__What is being asked__
Every entry below must be repeated exactly; skip the pictures.

(Dataset rows on where objects appear)
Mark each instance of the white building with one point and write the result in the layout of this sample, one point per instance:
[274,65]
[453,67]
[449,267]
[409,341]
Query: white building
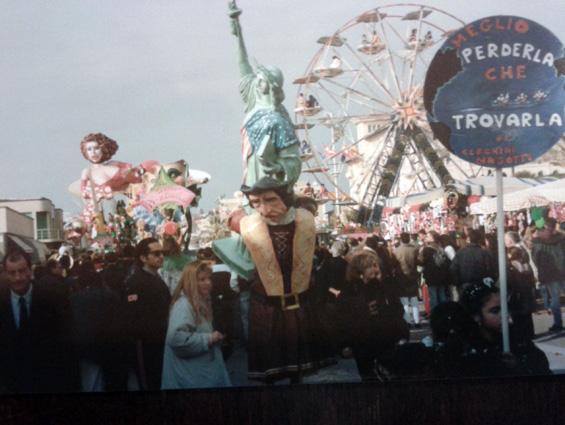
[17,232]
[47,219]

__Exercise response__
Mark each instance of the white building with one point and write the result in the layout of this sample, one point per instance:
[274,65]
[453,67]
[449,267]
[409,341]
Query: white building
[17,232]
[47,219]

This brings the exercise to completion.